* _WHAT THIS TASK INVOLVES_: Convert the material, from its first line through the line containing "POLYGON ((209 263, 127", into a numbered list, leaving out any blank lines.

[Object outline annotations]
========

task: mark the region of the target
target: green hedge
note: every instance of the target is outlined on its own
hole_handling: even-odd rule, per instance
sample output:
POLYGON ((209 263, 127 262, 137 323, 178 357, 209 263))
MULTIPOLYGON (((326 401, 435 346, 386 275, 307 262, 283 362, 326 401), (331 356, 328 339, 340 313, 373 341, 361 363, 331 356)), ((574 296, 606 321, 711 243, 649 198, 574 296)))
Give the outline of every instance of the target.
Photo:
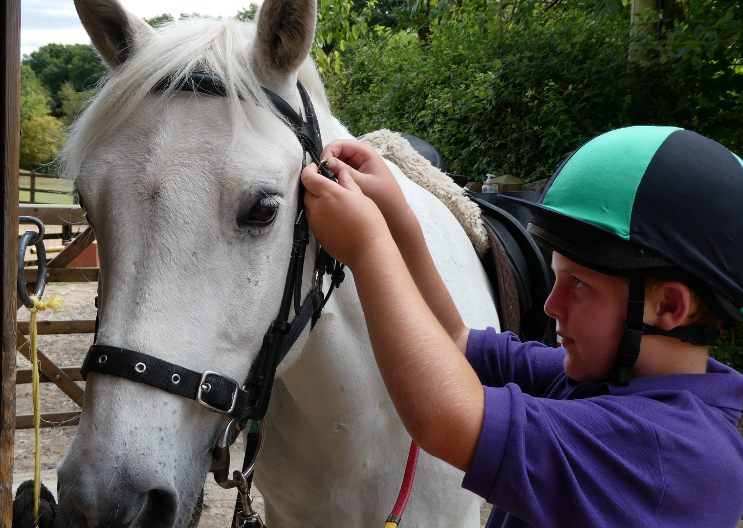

========

* _TASK RESPONSE_:
1. task: mark the region of the target
2. target: green hedge
3. note: every instance of the target is outlined on its own
4. hole_handling: even-odd rule, per instance
5. sample output:
6. POLYGON ((209 263, 127 262, 137 323, 178 357, 209 263))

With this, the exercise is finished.